■ Work required ■
Locate "of the grass" in the listing below, then output the line holding it and every line after it, exactly and with nothing else.

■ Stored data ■
:::::
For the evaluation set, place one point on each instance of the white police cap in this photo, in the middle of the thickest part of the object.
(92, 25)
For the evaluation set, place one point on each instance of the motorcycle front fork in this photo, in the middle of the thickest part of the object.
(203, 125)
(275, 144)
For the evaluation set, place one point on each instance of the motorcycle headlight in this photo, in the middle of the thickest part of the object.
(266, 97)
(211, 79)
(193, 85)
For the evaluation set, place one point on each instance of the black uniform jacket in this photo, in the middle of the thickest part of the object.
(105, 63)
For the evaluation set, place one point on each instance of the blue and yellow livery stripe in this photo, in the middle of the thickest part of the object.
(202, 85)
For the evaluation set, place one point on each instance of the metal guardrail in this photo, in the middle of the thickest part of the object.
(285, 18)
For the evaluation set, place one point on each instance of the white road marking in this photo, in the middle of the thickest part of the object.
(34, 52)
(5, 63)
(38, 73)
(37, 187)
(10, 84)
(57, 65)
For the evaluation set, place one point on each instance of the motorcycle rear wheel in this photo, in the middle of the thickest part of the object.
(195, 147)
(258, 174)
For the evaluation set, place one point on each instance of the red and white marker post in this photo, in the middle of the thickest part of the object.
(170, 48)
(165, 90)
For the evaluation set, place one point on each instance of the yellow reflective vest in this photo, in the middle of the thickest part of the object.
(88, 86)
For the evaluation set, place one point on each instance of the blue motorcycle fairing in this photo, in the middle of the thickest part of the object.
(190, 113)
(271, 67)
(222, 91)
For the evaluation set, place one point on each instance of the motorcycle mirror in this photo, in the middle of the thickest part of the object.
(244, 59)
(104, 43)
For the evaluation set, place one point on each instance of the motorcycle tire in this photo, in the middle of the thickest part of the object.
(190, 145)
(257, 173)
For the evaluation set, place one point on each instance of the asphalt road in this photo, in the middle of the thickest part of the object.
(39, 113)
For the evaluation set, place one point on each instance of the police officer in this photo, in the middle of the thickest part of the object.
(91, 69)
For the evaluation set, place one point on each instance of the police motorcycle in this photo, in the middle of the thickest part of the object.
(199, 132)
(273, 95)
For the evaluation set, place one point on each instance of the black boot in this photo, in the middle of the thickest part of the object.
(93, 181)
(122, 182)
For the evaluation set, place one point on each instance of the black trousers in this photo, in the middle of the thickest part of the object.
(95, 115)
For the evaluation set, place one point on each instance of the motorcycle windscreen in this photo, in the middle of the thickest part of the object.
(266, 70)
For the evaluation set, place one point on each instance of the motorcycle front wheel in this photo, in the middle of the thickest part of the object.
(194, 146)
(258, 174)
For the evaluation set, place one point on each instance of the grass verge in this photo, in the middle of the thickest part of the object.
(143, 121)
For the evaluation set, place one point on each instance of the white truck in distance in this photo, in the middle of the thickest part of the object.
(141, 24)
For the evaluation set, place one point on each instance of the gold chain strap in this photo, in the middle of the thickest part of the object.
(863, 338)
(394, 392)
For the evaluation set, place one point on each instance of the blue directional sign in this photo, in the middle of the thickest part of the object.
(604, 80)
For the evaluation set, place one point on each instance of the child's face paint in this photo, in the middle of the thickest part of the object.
:::::
■ Exercise solution ■
For the evaluation set, place one point on each instance of the grass verge in this photo, in the middle of the thickest part of the object.
(143, 121)
For the evaluation set, place one point on each instance of the white truck in distance in this photo, in the middle of the thickest part of the object.
(141, 24)
For the evaluation set, place one point on each instance of the gold chain strap in this photo, in the middle of the thickest part of the object.
(863, 338)
(394, 392)
For the evaluation set, place one point on each instance of the blue directional sign in this photo, in the middle of the thickest part of the object.
(604, 80)
For the evaluation set, place one point on each instance of the child's face paint in this photo, in the middle of the thickest part of the object.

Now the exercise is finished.